- INSTRUCTIONS FOR THE TASK
Rewrite the stretch of the Mujuru column below from "Let’s try and" through "from sure annihilation.", replacing "tragedy" with "drama".

- PAGE EXTRACT
Mujuru: Haunted  by own questions Joice Mujuru
Joice Mujuru

Joice Mujuru

THE OTHER SIDE by Nathaniel Manheru
The national political pot sweats and effervesces. The faggots beneath burn wild and incandescent, heating up the medley soup inside which leaps wild, jumping past the giant pot’s rim, out to infinity.

There is a cacophony in the land, and everything simmers, hisses without settling. Many hands stir the giant pot, causing greater confusion. What a fine mess! Big times, small, uncomprehending minds.

“Deus ex Machina”

Let’s try and tackle the imbroglio. In old Greek tragedy, there was something called deus ex machina, a god from a machine. Often playwrights got carried away, creating complications that defied resolution, that nearly killed heroes who must not die. To resolve such plots, the hand of divinity would intervene in human affairs, spiriting out the hero, thereby saving him from sure annihilation.

The playwright, in other words, would invent a God who would emerge from a machine, to save a dying hero, for a happy-ever-after ending.

Biti is gone, lifted from the local political scene by the American god. Like most MDC officials, he has the papers, assuring him of multiple entries into the US, assuring him of timeless stay in that land.

It is a facility you and me will never have. A modest recompense for all he has done, and done for America.

Certainly a kinder fate, viewed against what America does to its paws elsewhere, both in history and nowadays. In Vietnam for instance, helicopters landed on a helipad Vietnamese people always mistook for the roof of America’s diplomatic compound.

Then airlifted, evacuated all Americans, but only a few Vietnamese collaborators, the rest being left to the vanquishing forces of Ho Chin Minh. It is not always that the American god rescues. It can abandon.

Back to student days

I thought I heard a bit of that on Al Jazeera only this week, this time on Afghanistan, where America’s Afghan translators, clerks, NGOs and some such war and invasion collaborators, have now been left in the lurch, as Uncle Sam, dainty-like, withdraws and wafts away in a typical fashion of remarkable indifference. Biti is lucky, and is set to join the Centre for Global Development (CGD), described by one of the newspapers as “an independent think-tank that works to reduce global poverty”. Hahaha!

Are we that gullible? Of course, the Americans and their western allies are back to the drawing board. Biti and his renewed team might have had long intellect, longer and sharper tongues, but they simply lacked the rough and tumble required to survive in politics.

There is a way in which the politics they adumbrated sounded decidedly airy, thrice removed from the political work-a-day world.

- RAW DATA

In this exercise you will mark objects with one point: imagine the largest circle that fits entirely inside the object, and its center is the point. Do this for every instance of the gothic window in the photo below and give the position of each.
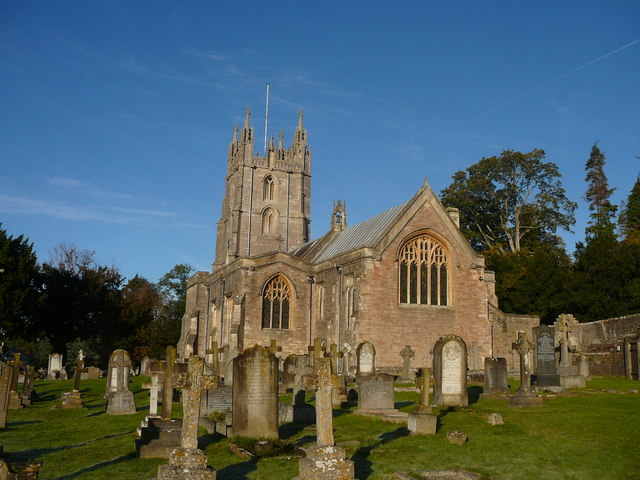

- OUTPUT FOR THIS TASK
Let’s try and tackle the imbroglio. In old Greek drama, there was something called deus ex machina, a god from a machine. Often playwrights got carried away, creating complications that defied resolution, that nearly killed heroes who must not die. To resolve such plots, the hand of divinity would intervene in human affairs, spiriting out the hero, thereby saving him from sure annihilation.